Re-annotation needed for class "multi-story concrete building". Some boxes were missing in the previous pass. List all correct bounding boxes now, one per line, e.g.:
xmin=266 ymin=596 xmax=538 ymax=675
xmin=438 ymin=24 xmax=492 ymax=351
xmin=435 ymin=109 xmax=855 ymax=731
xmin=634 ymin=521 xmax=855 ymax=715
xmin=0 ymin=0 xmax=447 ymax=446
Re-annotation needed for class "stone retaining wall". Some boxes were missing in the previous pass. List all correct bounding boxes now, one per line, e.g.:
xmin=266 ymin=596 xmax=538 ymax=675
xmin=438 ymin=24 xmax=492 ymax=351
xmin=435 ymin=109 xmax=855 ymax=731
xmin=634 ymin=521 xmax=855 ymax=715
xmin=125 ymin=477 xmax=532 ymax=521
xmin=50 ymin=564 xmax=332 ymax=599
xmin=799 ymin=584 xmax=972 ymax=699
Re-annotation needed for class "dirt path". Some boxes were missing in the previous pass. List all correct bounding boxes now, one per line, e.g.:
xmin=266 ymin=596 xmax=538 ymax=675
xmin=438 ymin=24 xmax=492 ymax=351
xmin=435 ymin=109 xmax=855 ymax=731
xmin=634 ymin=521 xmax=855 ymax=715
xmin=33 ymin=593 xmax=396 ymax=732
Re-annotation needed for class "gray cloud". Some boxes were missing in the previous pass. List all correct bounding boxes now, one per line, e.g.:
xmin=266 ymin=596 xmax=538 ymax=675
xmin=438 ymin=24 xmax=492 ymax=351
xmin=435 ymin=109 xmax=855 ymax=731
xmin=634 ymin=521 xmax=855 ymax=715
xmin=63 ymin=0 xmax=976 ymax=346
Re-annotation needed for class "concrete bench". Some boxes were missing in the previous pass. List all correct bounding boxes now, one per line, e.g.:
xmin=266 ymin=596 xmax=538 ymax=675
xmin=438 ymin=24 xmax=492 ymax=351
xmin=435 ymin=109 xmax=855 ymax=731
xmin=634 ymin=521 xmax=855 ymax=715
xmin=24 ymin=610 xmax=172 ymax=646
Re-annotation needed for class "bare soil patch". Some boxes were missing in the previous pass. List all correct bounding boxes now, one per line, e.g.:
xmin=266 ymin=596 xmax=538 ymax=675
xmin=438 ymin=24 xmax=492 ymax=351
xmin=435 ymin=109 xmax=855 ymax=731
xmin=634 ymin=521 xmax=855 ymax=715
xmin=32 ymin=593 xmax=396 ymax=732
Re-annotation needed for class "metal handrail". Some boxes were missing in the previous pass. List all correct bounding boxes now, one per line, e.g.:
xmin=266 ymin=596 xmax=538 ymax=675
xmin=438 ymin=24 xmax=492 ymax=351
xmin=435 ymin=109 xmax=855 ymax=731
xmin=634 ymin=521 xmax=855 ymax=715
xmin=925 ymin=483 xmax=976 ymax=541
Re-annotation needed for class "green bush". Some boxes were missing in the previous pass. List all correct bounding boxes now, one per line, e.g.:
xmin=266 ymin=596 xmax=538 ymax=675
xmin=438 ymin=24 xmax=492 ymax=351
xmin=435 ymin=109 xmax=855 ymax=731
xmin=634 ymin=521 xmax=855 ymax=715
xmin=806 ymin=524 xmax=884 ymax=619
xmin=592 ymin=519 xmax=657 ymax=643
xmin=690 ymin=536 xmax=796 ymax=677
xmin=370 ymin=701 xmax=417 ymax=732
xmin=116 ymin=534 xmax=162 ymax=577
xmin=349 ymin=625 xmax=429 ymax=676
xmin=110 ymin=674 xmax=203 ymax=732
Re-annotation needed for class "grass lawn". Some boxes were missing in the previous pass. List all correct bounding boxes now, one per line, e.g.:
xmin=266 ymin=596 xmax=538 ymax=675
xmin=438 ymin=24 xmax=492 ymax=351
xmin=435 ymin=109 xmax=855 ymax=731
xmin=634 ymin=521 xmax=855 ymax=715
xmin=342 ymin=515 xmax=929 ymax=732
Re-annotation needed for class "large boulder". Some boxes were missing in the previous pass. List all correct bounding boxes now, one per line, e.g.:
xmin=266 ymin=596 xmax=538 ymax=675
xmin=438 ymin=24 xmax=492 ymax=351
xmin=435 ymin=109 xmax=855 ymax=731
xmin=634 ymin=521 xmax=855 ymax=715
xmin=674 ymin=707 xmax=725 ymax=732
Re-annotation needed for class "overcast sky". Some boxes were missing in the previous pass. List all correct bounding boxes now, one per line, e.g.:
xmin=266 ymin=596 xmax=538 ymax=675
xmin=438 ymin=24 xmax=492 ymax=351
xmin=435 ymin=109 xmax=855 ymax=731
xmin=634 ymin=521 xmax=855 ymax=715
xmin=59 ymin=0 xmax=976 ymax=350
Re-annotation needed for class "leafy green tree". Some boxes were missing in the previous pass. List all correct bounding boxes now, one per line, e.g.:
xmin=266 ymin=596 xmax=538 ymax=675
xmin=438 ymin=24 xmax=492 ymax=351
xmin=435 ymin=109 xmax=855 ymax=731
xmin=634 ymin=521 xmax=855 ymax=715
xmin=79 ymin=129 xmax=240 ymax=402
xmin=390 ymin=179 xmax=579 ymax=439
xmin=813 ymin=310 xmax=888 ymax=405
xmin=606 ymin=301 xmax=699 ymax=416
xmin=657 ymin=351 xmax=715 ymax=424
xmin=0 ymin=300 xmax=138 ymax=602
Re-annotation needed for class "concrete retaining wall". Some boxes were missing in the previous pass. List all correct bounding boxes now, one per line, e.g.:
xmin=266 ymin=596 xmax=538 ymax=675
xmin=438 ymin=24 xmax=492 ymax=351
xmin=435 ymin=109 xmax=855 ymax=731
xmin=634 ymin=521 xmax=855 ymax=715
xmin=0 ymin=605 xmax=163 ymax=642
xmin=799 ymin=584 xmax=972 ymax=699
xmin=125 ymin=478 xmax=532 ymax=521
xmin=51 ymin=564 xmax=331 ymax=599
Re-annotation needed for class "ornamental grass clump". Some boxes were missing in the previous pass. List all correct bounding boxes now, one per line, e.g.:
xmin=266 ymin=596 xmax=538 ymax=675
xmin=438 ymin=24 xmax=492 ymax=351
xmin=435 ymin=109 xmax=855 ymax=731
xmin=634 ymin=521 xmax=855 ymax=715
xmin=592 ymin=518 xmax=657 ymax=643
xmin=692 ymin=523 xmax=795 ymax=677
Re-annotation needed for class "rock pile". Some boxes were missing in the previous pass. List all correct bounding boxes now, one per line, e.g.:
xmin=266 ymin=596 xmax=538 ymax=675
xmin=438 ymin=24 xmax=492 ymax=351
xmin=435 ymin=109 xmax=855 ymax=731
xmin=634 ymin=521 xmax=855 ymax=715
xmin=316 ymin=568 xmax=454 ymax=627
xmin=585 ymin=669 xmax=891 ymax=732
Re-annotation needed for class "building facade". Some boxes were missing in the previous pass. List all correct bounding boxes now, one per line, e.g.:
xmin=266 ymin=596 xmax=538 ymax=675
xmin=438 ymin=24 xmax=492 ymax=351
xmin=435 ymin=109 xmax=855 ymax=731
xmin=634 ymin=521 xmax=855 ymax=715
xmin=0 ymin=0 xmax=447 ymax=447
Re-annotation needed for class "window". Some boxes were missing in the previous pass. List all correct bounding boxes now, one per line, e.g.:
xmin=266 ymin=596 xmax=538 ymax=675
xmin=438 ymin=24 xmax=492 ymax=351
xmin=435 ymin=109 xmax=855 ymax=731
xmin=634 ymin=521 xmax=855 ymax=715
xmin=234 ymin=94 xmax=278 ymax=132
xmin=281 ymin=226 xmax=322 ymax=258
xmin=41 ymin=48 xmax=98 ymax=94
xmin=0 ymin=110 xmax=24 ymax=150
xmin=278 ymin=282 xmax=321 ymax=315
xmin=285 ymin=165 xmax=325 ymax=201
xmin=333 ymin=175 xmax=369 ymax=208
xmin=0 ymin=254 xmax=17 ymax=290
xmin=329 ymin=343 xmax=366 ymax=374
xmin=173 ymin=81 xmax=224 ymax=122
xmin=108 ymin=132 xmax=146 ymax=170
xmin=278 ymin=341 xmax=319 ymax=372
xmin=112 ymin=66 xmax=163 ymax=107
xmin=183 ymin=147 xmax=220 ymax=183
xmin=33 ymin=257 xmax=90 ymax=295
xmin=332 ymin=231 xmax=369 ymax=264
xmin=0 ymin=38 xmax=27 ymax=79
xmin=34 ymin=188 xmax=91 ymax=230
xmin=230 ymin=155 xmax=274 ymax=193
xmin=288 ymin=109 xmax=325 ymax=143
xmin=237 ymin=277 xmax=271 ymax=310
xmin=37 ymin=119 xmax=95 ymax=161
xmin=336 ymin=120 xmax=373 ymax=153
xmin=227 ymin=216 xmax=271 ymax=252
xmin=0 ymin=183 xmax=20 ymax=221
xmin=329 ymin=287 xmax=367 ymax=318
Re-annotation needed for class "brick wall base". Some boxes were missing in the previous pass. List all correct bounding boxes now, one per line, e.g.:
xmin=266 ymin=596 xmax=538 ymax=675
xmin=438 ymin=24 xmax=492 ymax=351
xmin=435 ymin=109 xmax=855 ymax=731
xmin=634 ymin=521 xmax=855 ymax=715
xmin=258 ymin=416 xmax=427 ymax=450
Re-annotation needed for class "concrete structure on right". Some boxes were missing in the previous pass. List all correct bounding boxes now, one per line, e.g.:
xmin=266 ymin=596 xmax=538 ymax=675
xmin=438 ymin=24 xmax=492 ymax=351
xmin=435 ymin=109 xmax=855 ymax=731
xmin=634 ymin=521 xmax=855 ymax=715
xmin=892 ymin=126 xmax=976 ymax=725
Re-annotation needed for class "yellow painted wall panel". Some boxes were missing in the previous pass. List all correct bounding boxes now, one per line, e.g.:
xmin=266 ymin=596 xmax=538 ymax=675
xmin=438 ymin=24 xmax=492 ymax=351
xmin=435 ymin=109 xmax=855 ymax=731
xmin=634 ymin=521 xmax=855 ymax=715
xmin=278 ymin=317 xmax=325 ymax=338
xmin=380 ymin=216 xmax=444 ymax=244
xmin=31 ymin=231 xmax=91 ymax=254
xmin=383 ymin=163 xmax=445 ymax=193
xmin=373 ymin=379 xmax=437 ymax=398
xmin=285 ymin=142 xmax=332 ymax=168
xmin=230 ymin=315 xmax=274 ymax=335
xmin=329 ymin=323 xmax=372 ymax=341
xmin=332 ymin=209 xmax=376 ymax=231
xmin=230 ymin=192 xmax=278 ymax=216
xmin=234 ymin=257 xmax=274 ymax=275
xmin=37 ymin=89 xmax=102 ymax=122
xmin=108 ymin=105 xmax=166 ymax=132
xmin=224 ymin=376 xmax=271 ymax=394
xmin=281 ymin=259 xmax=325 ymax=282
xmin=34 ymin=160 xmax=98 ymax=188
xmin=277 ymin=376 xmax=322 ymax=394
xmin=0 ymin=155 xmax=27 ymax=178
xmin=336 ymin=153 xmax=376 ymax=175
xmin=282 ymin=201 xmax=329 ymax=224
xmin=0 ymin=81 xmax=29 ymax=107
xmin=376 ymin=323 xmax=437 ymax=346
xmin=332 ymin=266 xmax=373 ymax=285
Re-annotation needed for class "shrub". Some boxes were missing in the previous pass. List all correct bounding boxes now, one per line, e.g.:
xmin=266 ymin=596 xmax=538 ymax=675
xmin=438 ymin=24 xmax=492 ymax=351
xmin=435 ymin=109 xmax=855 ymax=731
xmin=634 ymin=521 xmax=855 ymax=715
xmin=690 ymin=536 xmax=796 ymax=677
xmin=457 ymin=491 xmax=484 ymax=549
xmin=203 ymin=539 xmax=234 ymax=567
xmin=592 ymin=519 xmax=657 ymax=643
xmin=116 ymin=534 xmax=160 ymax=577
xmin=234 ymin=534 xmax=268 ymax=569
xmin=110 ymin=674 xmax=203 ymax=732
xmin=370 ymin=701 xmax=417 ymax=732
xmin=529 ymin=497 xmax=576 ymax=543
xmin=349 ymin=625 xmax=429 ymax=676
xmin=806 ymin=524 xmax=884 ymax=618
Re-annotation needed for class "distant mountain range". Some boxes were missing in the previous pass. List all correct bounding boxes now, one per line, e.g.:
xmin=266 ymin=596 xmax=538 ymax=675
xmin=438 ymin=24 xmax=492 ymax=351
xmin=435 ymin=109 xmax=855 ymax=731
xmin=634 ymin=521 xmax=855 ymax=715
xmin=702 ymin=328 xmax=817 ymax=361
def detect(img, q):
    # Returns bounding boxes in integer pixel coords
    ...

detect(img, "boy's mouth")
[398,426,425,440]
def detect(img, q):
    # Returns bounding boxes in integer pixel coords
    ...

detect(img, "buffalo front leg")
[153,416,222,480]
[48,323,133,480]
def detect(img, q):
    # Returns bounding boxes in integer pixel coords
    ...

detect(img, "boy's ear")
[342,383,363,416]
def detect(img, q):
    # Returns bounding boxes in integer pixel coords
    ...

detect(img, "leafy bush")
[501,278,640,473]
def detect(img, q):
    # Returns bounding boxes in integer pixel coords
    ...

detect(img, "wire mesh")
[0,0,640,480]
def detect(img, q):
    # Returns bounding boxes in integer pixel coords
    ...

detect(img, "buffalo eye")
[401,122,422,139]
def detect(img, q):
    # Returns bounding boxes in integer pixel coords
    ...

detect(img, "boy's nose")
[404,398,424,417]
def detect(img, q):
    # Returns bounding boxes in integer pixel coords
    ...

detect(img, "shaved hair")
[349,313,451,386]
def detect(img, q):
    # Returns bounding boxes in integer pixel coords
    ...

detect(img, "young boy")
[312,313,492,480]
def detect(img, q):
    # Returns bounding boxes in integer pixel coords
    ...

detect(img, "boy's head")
────────────────────────────────────────
Return every line above that contains the word "bush", matching case exactly.

=== Task result ===
Re-annotation needed for class "green bush". Some boxes were missing in the previous pass. List all correct bounding boxes now, one per line, e.g.:
detect(img, "leafy bush")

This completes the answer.